● AIM
Could you revise every one of the entries below, putting "timber" wherever "wooden" appears and keeping everything else the same?
[Start INFORMATION SUPPLIED]
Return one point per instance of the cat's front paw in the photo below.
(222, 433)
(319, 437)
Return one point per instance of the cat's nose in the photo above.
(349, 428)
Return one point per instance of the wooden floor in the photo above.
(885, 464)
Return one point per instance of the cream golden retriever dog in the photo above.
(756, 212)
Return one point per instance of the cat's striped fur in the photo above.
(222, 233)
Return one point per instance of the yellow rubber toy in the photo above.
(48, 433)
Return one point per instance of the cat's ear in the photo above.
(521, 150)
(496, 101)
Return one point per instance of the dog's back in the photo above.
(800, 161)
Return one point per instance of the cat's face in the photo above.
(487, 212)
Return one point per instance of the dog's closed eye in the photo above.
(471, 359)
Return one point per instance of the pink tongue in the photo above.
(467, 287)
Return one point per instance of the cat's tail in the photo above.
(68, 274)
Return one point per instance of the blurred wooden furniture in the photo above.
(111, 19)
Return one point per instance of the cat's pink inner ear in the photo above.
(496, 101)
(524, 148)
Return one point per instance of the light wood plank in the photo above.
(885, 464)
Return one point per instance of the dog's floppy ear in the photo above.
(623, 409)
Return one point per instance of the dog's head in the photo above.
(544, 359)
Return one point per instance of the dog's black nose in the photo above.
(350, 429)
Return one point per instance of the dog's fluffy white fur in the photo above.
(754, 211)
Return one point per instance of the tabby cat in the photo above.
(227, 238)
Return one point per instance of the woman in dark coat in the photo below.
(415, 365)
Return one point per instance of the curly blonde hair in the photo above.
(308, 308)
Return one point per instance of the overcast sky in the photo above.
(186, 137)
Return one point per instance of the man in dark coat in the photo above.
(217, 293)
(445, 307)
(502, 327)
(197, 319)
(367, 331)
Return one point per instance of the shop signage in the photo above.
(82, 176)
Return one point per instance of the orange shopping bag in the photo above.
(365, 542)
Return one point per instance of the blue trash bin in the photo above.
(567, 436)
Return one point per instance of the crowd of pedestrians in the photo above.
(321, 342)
[End INFORMATION SUPPLIED]
● RESPONSE BELOW
Return one point per instance of the cat's front paw in the photo below.
(222, 433)
(319, 437)
Return one point per instance of the cat's nose in the photo above.
(349, 428)
Return one point per instance of the timber floor in the photo above.
(885, 464)
Return one point per instance of the cream golden retriever dog in the photo above.
(756, 212)
Return one point per instance of the cat's striped fur in the photo above.
(222, 233)
Return one point per instance of the yellow rubber toy in the photo above.
(48, 433)
Return one point per instance of the cat's ear in the photo above.
(521, 150)
(496, 101)
Return one point per instance of the dog's back in the photo above.
(800, 161)
Return one point per instance of the cat's face in the photo above.
(487, 212)
Return one point per instance of the dog's closed eye in the photo above.
(471, 359)
Return one point per instance of the pink tongue in the photo above.
(467, 287)
Return one point per instance of the cat's tail in the photo above.
(68, 274)
Return one point per instance of the blurred timber furniture in the photo above.
(111, 19)
Return one point per instance of the cat's pink inner ear in the photo above.
(496, 101)
(524, 148)
Return one point per instance of the light wood plank in the photo above.
(885, 464)
Return one point per instance of the dog's floppy ear in the photo above.
(623, 409)
Return one point per instance of the dog's head in the photo above.
(544, 359)
Return one point per instance of the dog's black nose in the photo above.
(350, 429)
Return one point per instance of the dog's fluffy white fur in the photo above.
(754, 211)
Return one point per instance of the tabby cat in the photo above.
(227, 238)
Return one point per instance of the woman in dark coat in the photo below.
(415, 365)
Return one point per instance of the curly blonde hair in the photo above.
(308, 308)
Return one point per instance of the overcast sky in the photo above.
(186, 137)
Return one point per instance of the man in dark coat in the photo above.
(217, 293)
(445, 307)
(502, 327)
(197, 319)
(367, 331)
Return one point per instance of the shop signage in the photo above.
(82, 176)
Return one point per instance of the orange shopping bag in the photo above.
(365, 542)
Return one point per instance of the blue trash bin in the photo above.
(567, 436)
Return one point per instance of the crowd of pedestrians in the photo above.
(321, 342)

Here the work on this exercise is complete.